▶ Instructions to follow:
Express the material as a numbered list, omitting blank lines, using only the part that opens with the line containing "The client would like the pink" and closes with the line containing "[607,248,659,265]".

:: Extracted material ::

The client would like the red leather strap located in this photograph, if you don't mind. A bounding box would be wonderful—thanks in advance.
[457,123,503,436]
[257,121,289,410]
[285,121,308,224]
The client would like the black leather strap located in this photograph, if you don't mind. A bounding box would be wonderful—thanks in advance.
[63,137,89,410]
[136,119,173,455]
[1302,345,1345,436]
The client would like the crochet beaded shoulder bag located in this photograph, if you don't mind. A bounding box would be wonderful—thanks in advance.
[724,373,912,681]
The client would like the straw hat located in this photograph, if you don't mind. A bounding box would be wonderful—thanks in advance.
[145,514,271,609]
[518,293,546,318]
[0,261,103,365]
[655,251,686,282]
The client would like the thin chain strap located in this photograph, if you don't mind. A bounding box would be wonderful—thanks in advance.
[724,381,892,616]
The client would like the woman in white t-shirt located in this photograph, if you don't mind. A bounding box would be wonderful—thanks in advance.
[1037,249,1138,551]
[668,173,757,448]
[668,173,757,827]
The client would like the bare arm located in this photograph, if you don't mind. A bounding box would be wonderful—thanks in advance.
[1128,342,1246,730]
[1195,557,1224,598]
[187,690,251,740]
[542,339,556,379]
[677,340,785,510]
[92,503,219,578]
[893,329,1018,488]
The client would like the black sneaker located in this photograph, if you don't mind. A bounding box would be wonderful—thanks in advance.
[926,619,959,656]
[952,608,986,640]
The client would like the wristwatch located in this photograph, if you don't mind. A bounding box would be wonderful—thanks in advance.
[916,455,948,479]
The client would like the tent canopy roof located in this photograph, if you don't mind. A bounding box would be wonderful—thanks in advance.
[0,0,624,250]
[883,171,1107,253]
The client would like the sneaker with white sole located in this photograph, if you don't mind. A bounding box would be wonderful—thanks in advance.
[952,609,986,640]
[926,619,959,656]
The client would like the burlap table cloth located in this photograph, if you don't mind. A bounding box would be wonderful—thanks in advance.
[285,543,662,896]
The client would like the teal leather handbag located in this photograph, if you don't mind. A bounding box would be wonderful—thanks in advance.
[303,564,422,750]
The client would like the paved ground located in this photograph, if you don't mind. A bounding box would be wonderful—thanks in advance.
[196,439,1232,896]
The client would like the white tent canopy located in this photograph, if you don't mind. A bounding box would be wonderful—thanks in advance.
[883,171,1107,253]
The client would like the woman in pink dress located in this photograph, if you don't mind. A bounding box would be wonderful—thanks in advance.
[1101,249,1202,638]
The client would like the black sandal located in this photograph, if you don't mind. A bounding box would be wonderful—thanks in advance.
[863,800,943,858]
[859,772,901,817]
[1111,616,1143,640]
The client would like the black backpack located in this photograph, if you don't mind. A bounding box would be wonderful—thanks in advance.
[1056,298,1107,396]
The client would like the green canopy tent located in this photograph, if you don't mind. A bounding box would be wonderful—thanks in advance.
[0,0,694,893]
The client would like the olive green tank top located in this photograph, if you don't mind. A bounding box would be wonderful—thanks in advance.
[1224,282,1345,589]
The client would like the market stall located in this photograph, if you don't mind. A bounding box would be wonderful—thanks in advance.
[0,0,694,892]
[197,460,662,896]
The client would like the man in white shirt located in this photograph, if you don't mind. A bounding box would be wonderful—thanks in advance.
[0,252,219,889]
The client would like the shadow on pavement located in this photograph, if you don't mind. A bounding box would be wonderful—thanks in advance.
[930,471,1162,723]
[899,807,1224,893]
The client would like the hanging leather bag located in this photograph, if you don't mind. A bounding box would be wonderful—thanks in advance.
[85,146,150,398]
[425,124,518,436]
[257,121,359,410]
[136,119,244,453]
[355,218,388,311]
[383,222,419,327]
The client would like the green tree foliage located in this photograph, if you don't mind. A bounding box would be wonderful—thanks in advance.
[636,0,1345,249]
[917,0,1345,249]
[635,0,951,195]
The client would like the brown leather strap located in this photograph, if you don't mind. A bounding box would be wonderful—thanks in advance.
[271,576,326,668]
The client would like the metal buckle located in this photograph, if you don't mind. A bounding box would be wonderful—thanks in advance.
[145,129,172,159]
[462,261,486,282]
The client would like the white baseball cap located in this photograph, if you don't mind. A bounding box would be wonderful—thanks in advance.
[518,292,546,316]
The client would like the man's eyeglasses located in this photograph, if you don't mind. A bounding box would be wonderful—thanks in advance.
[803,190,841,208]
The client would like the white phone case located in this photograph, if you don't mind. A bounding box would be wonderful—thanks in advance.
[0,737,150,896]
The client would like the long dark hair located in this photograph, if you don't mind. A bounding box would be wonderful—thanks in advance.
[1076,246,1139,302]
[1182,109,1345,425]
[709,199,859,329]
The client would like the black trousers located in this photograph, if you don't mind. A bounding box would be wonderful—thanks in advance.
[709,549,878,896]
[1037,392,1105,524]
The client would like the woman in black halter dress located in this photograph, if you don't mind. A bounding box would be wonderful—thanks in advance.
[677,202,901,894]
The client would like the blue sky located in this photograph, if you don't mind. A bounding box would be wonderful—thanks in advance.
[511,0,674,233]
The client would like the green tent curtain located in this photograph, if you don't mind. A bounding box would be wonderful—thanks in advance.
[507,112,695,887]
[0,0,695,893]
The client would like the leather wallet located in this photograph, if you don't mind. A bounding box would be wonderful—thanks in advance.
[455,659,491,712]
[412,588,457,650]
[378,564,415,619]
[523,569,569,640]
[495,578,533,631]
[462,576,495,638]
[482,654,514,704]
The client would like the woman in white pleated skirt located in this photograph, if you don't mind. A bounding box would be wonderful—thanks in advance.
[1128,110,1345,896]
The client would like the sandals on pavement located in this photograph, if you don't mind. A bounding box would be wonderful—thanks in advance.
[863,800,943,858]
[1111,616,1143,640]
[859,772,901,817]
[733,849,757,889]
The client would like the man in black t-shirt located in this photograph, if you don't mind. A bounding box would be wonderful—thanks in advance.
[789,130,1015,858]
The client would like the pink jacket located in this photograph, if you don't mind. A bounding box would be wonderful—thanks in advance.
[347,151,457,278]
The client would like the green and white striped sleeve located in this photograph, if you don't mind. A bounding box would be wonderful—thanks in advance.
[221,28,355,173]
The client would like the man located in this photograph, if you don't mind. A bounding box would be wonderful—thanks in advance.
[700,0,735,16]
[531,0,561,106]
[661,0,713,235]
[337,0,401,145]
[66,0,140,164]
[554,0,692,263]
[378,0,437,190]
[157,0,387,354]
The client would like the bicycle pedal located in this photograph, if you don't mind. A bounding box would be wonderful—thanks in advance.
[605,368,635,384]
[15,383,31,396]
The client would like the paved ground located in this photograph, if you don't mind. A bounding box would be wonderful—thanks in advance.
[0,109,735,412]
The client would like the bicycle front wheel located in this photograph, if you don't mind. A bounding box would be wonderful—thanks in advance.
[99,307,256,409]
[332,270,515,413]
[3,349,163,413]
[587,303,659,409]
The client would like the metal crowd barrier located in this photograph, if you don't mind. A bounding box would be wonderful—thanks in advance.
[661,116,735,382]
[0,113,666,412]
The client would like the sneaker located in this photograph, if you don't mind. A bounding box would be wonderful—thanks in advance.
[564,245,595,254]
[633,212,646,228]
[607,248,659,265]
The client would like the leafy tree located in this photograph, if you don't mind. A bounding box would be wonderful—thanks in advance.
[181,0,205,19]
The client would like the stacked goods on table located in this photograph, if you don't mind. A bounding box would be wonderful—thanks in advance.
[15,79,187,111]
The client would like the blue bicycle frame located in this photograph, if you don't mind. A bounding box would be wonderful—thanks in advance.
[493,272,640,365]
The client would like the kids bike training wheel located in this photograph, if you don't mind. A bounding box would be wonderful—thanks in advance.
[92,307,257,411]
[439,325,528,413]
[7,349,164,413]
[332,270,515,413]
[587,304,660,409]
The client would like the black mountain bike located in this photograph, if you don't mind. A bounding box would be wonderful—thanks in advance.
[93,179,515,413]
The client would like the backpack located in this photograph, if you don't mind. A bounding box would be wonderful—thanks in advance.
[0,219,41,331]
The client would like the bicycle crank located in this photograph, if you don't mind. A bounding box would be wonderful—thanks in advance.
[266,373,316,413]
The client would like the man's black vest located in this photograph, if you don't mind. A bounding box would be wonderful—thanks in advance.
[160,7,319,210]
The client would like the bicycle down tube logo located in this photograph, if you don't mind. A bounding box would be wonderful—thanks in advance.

:::

▶ Response:
1. The client would like the pink jacket located in this photograph, if you don't mind. A bounding box would be wonderful—thanks in advance.
2. [347,151,457,278]
3. The client would like the green and white striped sleeve located in this photograph, if you don't mind. A bounding box would be wonderful—thanks in advance.
4. [221,28,355,173]
5. The client would like the man located in this photograph, if you don't mind. A bounding box would be wonderful—thanks in advance.
6. [700,0,735,16]
7. [531,0,561,106]
8. [661,0,713,235]
9. [337,0,401,145]
10. [66,0,140,164]
11. [554,0,692,263]
12. [378,0,437,190]
13. [157,0,387,354]
14. The client would like the bicycle pedal located in this photograph, if you don't mind. A bounding box would be wonderful—thanks in advance.
15. [605,368,635,384]
16. [15,383,31,396]
17. The client would like the paved ground located in this photograph, if you don't mind. A bounding box would be wonderful—thanks in advance.
18. [0,109,735,412]
19. The client would like the bicycle front wheel located in this photograph, if you don't mind. A bounding box would be wonderful—thanks in advance.
20. [99,307,256,409]
21. [332,270,515,413]
22. [3,349,163,413]
23. [587,303,659,409]
24. The client would like the metal crowd barrier located in this photograph, if you don't mind. A bounding box would be wonderful—thanks in advance.
25. [661,116,735,382]
26. [0,113,666,412]
27. The client would like the sneaker located in this photograph, if you don't mind. A bounding box would be wonderful—thanks in advance.
28. [564,245,595,254]
29. [633,212,646,228]
30. [607,248,659,265]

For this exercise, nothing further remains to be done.